> **EXERCISE BRIEF**: Please duplicate every line of the listing below without any changes.

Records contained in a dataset
* Begin *

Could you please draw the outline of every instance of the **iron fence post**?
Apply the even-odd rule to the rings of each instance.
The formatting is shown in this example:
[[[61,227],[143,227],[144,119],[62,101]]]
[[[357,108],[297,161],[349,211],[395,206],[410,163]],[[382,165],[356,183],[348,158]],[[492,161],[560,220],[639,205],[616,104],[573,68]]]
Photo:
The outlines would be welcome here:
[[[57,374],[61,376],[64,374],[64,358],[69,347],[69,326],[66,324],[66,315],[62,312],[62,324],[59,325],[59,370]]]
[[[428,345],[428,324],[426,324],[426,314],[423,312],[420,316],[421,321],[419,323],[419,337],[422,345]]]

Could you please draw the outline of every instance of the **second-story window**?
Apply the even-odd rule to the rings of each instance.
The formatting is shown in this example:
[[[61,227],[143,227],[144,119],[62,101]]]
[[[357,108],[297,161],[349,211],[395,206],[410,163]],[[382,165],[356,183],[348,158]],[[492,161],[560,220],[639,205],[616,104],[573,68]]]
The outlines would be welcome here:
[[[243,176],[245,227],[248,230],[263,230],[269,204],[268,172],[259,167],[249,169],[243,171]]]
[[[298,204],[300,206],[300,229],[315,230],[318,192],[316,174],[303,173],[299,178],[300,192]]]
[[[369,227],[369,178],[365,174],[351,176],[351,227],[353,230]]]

* End *

> **TASK RESPONSE**:
Could you please draw the outline of every instance of the **iron fence post**?
Apply the even-odd rule to the rings of each instance.
The formatting is shown in this example:
[[[61,227],[143,227],[144,119],[62,101]]]
[[[357,108],[297,161],[349,211],[395,206],[410,163]],[[382,165],[356,183],[348,158]],[[492,161],[560,220],[639,205],[616,104],[573,68]]]
Photo:
The outlines would be welcome here:
[[[57,374],[61,376],[64,374],[64,358],[69,347],[69,326],[66,324],[66,315],[62,312],[62,324],[59,325],[59,370]]]
[[[428,345],[428,324],[426,324],[426,314],[423,312],[420,316],[421,321],[419,323],[419,337],[422,345]]]

Could you please draw the outline of every instance of the **second-story window**?
Apply the even-odd rule to the rings of each instance.
The formatting is shown in this example:
[[[61,227],[143,227],[144,119],[62,101]]]
[[[357,108],[297,161],[349,211],[395,206],[410,163]],[[382,165],[356,183],[348,158]],[[492,161],[560,220],[639,205],[616,104],[573,68]]]
The outlines would be welcome here:
[[[243,176],[245,227],[248,230],[263,230],[269,204],[268,172],[259,167],[249,169],[243,171]]]
[[[298,204],[300,206],[300,229],[315,230],[318,192],[316,174],[303,173],[299,178],[300,192]]]
[[[369,227],[369,178],[365,174],[351,176],[351,227],[353,230]]]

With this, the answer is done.